**OBJECTIVE**. Every line of the material below should be repeated exactly.
# # # # #
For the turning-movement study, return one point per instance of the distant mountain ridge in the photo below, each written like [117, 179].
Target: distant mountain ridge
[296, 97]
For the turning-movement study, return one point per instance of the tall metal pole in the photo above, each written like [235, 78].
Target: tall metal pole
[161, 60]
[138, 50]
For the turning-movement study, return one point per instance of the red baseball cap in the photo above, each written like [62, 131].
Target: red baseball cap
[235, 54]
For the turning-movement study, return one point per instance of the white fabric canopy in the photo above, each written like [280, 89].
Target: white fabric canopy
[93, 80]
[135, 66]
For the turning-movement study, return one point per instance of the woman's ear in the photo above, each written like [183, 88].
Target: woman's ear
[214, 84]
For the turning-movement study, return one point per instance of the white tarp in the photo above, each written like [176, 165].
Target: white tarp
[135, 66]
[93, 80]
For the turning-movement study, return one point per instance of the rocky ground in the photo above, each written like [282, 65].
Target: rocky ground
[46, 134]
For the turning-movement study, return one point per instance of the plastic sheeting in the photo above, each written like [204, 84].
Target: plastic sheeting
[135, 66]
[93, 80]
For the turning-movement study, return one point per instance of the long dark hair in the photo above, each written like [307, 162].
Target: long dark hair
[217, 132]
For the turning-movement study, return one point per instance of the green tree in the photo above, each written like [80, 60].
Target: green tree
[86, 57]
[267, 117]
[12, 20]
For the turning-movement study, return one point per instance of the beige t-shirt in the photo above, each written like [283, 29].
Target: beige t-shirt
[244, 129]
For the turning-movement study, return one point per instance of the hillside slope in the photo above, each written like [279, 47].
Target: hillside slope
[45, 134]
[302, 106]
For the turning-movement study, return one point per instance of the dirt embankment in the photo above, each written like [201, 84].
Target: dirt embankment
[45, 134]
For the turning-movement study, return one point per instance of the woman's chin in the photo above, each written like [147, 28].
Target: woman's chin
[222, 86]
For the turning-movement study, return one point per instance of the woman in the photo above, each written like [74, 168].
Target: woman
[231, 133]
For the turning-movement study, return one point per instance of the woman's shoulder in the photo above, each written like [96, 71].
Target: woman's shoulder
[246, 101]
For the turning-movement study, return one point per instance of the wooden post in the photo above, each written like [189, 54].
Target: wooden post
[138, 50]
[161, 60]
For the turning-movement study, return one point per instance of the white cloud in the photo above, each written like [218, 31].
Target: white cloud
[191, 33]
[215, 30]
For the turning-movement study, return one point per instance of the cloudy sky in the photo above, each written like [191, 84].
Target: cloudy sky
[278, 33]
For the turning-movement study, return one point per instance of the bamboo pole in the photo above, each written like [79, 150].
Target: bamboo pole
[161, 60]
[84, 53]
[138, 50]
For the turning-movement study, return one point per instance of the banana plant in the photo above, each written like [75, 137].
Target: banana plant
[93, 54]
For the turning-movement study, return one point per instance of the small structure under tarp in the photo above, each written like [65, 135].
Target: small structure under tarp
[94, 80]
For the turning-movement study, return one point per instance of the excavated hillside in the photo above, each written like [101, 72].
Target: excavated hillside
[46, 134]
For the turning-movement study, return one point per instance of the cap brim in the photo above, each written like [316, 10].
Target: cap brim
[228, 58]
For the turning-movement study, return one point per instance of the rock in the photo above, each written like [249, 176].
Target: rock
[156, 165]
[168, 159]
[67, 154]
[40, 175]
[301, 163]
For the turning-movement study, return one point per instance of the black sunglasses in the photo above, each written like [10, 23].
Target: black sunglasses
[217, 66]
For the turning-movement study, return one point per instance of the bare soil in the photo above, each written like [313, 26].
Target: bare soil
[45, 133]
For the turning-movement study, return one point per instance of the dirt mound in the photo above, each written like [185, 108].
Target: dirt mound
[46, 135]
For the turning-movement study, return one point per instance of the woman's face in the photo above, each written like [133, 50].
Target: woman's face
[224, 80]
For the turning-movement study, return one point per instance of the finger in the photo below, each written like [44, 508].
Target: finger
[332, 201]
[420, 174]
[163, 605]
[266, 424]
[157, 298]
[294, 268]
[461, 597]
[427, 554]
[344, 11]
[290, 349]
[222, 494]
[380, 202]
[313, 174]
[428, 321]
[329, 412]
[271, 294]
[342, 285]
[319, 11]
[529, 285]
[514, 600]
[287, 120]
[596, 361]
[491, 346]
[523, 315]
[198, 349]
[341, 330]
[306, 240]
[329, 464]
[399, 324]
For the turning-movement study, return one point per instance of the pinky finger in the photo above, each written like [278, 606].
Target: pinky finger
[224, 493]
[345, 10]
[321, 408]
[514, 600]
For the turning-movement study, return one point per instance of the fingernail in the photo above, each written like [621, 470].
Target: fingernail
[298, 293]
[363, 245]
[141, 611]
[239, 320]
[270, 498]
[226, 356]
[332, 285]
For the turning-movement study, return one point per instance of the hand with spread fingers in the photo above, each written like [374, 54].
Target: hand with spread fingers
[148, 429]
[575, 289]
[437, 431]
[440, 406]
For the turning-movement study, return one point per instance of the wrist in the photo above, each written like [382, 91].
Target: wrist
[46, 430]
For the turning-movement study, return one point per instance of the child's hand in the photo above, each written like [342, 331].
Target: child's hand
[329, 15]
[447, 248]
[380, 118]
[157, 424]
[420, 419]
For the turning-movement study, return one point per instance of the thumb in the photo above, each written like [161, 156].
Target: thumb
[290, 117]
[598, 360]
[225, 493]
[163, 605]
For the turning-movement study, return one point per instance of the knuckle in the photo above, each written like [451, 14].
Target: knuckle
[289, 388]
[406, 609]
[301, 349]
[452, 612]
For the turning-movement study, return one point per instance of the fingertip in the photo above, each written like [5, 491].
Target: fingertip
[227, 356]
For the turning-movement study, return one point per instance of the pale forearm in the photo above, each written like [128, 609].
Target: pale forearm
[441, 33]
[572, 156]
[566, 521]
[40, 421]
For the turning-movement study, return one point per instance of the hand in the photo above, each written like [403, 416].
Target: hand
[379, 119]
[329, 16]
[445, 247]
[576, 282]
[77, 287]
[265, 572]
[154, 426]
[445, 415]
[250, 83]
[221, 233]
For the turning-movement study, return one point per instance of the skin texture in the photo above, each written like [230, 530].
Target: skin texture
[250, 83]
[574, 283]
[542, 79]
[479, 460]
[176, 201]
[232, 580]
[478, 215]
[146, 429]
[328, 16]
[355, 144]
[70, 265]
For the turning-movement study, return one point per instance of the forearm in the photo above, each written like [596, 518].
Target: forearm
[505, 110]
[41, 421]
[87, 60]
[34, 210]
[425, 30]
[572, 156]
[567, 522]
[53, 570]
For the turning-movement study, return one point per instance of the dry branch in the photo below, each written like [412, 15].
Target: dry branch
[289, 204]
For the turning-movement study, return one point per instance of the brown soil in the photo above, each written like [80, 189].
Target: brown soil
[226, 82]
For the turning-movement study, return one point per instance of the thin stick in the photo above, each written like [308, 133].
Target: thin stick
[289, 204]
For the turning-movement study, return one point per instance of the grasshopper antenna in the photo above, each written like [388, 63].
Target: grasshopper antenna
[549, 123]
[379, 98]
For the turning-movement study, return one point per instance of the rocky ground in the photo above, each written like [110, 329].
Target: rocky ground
# # # # #
**WRITTEN SOLUTION**.
For the turning-movement study, return one point per instance of the distant mountain ridge in the photo below, each written like [117, 179].
Target: distant mountain ridge
[296, 97]
For the turning-movement study, return one point per instance of the tall metal pole in the photo above, each written like [235, 78].
Target: tall metal pole
[161, 60]
[138, 50]
For the turning-movement study, return one point per instance of the red baseball cap in the photo above, each written like [62, 131].
Target: red baseball cap
[235, 54]
For the turning-movement study, return one point per instance of the white fabric canopy in the photo above, each written like [280, 89].
Target: white fabric canopy
[93, 80]
[135, 66]
For the turning-movement study, return one point per instance of the woman's ear in the photo above, each written like [183, 88].
Target: woman's ear
[214, 84]
For the turning-movement study, return one point per instance of the white tarp in the photo above, each written like [176, 165].
Target: white tarp
[135, 66]
[93, 80]
For the turning-movement study, return one point per instance of the rocky ground in the photo above, each written like [282, 65].
Target: rocky ground
[46, 134]
For the turning-movement study, return one point per instance of the plastic sheeting in the photo above, each written like [204, 84].
Target: plastic sheeting
[135, 66]
[93, 80]
For the turning-movement study, return one point per instance of the long dark hair in the photo above, each written like [307, 162].
Target: long dark hair
[217, 132]
For the turning-movement study, return one point per instance of the green tree in the photo above, each written like [80, 60].
Target: green tree
[86, 57]
[267, 117]
[12, 20]
For the turning-movement study, return one point per instance of the beige t-shirt in the photo above, each written like [283, 29].
Target: beige t-shirt
[244, 129]
For the turning-movement study, return one point per instance of the hillside slope in the photo above, each written like [279, 47].
Target: hillside slope
[45, 134]
[302, 106]
For the turning-movement study, return one point per instance of the dirt embankment in the photo above, each written like [201, 84].
Target: dirt embankment
[45, 134]
For the turning-movement study, return one point per instance of the woman's chin in the photo above, each written like [147, 28].
Target: woman's chin
[222, 86]
For the turning-movement study, return one point per instance of the woman in the photo above, each written like [74, 168].
Target: woman
[231, 133]
For the turning-movement study, return one point per instance of the woman's shoulder in the photo above, each written like [96, 71].
Target: woman's shoulder
[246, 101]
For the turning-movement study, return one point per instance of the wooden post in the photo above, each written like [189, 54].
Target: wooden post
[138, 50]
[161, 60]
For the turning-movement study, return one point per instance of the white cloud in the photo above, each written like [218, 31].
Target: white cloud
[191, 33]
[215, 30]
For the turning-movement study, return one point per instance of the cloudy sky in the photo above, each written like [191, 84].
Target: cloudy sky
[278, 33]
For the turning-movement study, return one point per instance of the bamboo pole in the photo above, each written like [79, 150].
Target: bamboo pole
[161, 60]
[84, 53]
[138, 50]
For the turning-movement study, return one point per instance of the banana plant in the photo above, each written like [75, 137].
Target: banana plant
[93, 54]
For the turning-movement study, return one point per instance of the small structure under tarp in the photo above, each written like [65, 135].
Target: small structure under tarp
[94, 80]
For the turning-movement study, return one point per instance of the excavated hillside in the photo above, each written like [101, 72].
Target: excavated hillside
[46, 134]
For the turning-movement study, return one point per instance of the cap brim in the photo above, each written like [316, 10].
Target: cap brim
[228, 58]
For the turning-movement study, return one point per instance of the rock in the photo above, each written like [249, 176].
Target: rock
[156, 165]
[168, 159]
[67, 154]
[40, 175]
[301, 163]
For the turning-movement study, return one point per instance of the black sunglasses in the photo above, each written like [10, 23].
Target: black sunglasses
[217, 66]
For the turning-movement study, return one point per instance of the bare soil in the photo above, each written like [313, 26].
Target: bare soil
[45, 133]
For the turning-movement study, return one point per instance of the dirt mound in the photo above, each written like [185, 108].
Target: dirt mound
[46, 135]
For the turning-movement study, return one point per instance of the woman's face in the photo above, each written like [133, 50].
Target: woman's face
[224, 80]
For the turning-movement study, return one point per instance of the finger in the photo below, each written like [44, 508].
Target: finger
[332, 201]
[420, 174]
[163, 605]
[266, 424]
[157, 298]
[294, 268]
[461, 597]
[427, 554]
[344, 11]
[290, 349]
[222, 494]
[380, 202]
[313, 174]
[428, 321]
[329, 412]
[271, 294]
[342, 285]
[319, 11]
[529, 285]
[514, 600]
[287, 120]
[596, 361]
[491, 346]
[523, 315]
[198, 349]
[341, 330]
[306, 240]
[329, 464]
[399, 324]
For the turning-movement study, return one point per instance of the pinky finger in the photo above, each written like [278, 606].
Target: pinky finger
[224, 493]
[345, 10]
[321, 408]
[514, 600]
For the turning-movement study, return one point per instance of the fingernail in the photo above, each written like [621, 470].
Target: fingernail
[298, 293]
[363, 245]
[141, 611]
[239, 320]
[270, 498]
[226, 356]
[332, 285]
For the turning-movement study, return one point per instance of the hand with spread fingers in the photo above, each written like [374, 54].
Target: hand with spread fingers
[148, 429]
[575, 289]
[437, 431]
[440, 406]
For the turning-movement study, return one point per instance of the wrist in the photo above, each written like [382, 91].
Target: wrist
[46, 430]
For the turning-movement study, return one point per instance of the child's hand in the photo above, each written like [342, 331].
Target: child's hand
[329, 15]
[447, 248]
[380, 118]
[157, 424]
[420, 419]
For the turning-movement study, return one point per instance of the thumb in the photo above, each written like [161, 156].
Target: thumb
[290, 117]
[598, 360]
[225, 493]
[163, 605]
For the turning-movement study, return one point per instance of the knuckle in the photo above, each written like [451, 14].
Target: knuckle
[289, 388]
[406, 609]
[301, 349]
[452, 612]
For the turning-movement study, return one point per instance of the fingertip in the photo above, each written like [5, 491].
Target: fingertip
[227, 356]
For the turning-movement study, return one point per instance of the pale forearm in the photo above, each written like [128, 609].
Target: pale forearm
[441, 33]
[572, 156]
[566, 521]
[40, 421]
For the turning-movement study, return one point per instance of the hand in the photo above, each written like [403, 416].
Target: hand
[379, 119]
[329, 16]
[445, 247]
[576, 282]
[77, 287]
[265, 572]
[154, 426]
[445, 415]
[250, 83]
[221, 233]
For the turning-movement study, return one point per instance of the skin texture in the photo above, each written like [230, 530].
Target: skin texture
[250, 83]
[574, 283]
[542, 79]
[479, 460]
[176, 201]
[232, 580]
[478, 215]
[146, 429]
[328, 16]
[355, 144]
[70, 265]
For the turning-movement study, return one point per instance of the forearm in the photo above, each written like [596, 518].
Target: forearm
[505, 110]
[41, 421]
[87, 60]
[34, 210]
[425, 30]
[572, 156]
[567, 522]
[53, 570]
For the turning-movement study, return one point per instance of the dry branch in the photo below, each written like [412, 15].
Target: dry branch
[289, 204]
For the turning-movement study, return one point per instance of the brown soil in the photo above, each written like [80, 189].
Target: brown soil
[226, 82]
For the turning-movement study, return one point per instance of the thin stick in the photo above, each written like [308, 133].
Target: thin stick
[289, 204]
For the turning-movement study, return one point per instance of the grasshopper antenna in the photo above, each written like [388, 63].
Target: grasshopper antenna
[549, 123]
[379, 98]
For the turning-movement study, return one point per instance of the rocky ground in the photo above, each written like [110, 329].
Target: rocky ground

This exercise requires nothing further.